### REQUIREMENTS
Rewrite the entries below as a numbered list, dropping any blank lines.

### PROVIDED INFORMATION
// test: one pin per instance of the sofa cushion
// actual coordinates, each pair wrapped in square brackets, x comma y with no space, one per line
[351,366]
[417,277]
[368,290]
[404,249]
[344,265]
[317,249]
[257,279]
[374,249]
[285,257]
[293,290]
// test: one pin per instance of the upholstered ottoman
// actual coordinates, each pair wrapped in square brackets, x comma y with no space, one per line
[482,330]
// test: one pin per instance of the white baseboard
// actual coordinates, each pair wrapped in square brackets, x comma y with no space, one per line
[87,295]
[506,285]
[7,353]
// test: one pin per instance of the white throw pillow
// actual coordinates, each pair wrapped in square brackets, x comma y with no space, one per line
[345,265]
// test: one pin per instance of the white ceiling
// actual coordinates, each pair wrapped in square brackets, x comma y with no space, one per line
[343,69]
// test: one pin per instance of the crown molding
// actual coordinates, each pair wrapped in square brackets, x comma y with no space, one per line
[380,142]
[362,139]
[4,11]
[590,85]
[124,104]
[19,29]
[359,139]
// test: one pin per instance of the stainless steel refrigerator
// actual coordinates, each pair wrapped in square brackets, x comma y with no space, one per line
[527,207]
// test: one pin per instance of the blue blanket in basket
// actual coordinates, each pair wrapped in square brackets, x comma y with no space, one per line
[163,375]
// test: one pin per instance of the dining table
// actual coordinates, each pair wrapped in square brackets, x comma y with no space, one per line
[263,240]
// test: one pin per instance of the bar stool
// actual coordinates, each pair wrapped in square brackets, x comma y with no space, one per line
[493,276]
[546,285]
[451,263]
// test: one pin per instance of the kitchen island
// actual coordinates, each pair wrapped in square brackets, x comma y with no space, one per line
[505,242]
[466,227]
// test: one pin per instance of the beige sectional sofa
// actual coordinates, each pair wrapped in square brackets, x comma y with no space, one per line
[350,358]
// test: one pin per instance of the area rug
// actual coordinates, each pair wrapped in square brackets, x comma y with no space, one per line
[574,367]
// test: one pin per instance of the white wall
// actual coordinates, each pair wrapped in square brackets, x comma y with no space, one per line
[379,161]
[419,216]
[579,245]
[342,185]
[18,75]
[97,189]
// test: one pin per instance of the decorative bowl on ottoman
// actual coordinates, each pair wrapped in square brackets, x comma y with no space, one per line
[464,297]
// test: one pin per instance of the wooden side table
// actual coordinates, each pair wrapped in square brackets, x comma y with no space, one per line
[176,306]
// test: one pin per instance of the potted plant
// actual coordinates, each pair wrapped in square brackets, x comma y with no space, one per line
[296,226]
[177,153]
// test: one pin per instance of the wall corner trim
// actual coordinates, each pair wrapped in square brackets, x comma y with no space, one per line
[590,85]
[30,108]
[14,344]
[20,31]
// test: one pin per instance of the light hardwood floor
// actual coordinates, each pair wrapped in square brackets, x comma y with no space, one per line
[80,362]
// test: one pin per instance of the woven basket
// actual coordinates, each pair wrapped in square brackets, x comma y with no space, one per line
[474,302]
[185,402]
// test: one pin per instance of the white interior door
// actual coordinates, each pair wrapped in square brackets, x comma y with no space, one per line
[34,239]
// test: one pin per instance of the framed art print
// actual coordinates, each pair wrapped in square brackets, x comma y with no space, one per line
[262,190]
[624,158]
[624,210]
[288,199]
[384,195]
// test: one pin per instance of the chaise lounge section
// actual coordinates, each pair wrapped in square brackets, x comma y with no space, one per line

### OUTPUT
1. // test: one pin per instance of the sofa cushion
2. // actual coordinates, each pair wrapped in square brackets, x comma y with no space, one per line
3. [351,366]
4. [417,277]
5. [368,290]
6. [404,249]
7. [344,265]
8. [317,249]
9. [257,279]
10. [374,249]
11. [285,257]
12. [293,290]
13. // test: one pin per instance of the upholstered ottoman
14. // actual coordinates, each pair wrapped in square brackets, x comma y with no space, one per line
15. [482,330]
16. // test: one pin per instance of the white baseboard
17. // actual coordinates, each pair wrapped in square brackets, x comma y with no space, one per line
18. [87,295]
19. [506,285]
20. [7,353]
21. // test: one pin per instance of the white throw pillow
22. // actual coordinates, each pair wrapped in square brackets, x comma y with no space, one per line
23. [345,265]
24. // test: one pin per instance of the white ceiling
25. // actual coordinates, each pair wrapped in square brackets, x comma y with no space, one per line
26. [343,69]
27. // test: one pin per instance of the crown molding
28. // actual coordinates, each pair wrapped in square brackets, x comma y with no space, one per line
29. [380,142]
30. [362,139]
31. [4,11]
32. [590,85]
33. [124,104]
34. [19,29]
35. [359,139]
36. // test: one pin per instance of the stainless steel refrigerator
37. // actual coordinates, each pair wrapped in square brackets, x comma y with no space, one per line
38. [527,207]
39. // test: one pin per instance of the blue blanket in basket
40. // actual coordinates, each pair wrapped in square brackets, x comma y with no space, one per line
41. [163,375]
42. // test: one pin per instance of the dining table
43. // actual coordinates, each pair wrapped in square brackets, x comma y with no space, one per line
44. [263,240]
45. // test: one pin per instance of the bar stool
46. // actual coordinates, each pair wrapped in square brackets, x comma y with no space, one per line
47. [493,276]
48. [546,285]
49. [451,263]
50. // test: one pin per instance of the kitchen island
51. // actual coordinates, each pair wrapped in square brackets, x comma y with no space, one per line
52. [505,242]
53. [466,227]
54. // test: one pin per instance of the beige sectional sofa
55. // actual coordinates, each pair wrapped in square brackets, x comma y with no space, one per line
56. [350,358]
57. // test: one pin per instance of the area rug
58. // actual coordinates, each pair wrapped in square brackets, x comma y with no space, one per line
59. [574,367]
60. // test: one pin per instance of the white wall
61. // actual coordinates, each pair wrapped in square brackets, x comma y with no space, one per line
62. [379,161]
63. [419,216]
64. [579,245]
65. [342,185]
66. [18,75]
67. [97,189]
68. // test: one pin per instance of the decorative bowl on ottoman
69. // actual coordinates, each pair wrapped in square brackets, x comma y with no space, one per line
70. [464,297]
71. // test: one pin per instance of the wooden side table
72. // actual coordinates, each pair wrapped in square brackets, x comma y with no space, one per line
73. [176,306]
74. // test: one pin per instance of the potted plant
75. // actual coordinates, each pair wrapped in square brackets, x comma y with no space, one per line
76. [296,226]
77. [177,153]
78. // test: one pin per instance of the wall corner trim
79. // actual coordinates, each pair wrapped in square brackets, x comma y with no space, one per line
80. [590,85]
81. [30,108]
82. [14,344]
83. [20,31]
84. // test: one pin per instance of the light hardwood floor
85. // actual coordinates, each pair wrapped in square brackets, x comma y with no space, one per line
86. [80,362]
87. // test: one pin per instance of the woven basket
88. // actual coordinates, each pair wrapped in square brackets, x comma y with no space, one per line
89. [474,302]
90. [185,402]
91. // test: one pin per instance of the white interior door
92. // actual coordinates, each pair wrapped in square brackets, x comma y with no space, one per line
93. [34,239]
94. // test: one pin per instance of the framed art print
95. // actual coordinates, each pair wrapped in square brackets, x comma y with no space, one per line
96. [262,190]
97. [624,158]
98. [624,210]
99. [288,199]
100. [384,195]
101. // test: one pin per instance of the chaise lounge section
102. // actual coordinates, each pair wrapped in square brackets, x comma y with no space, one per line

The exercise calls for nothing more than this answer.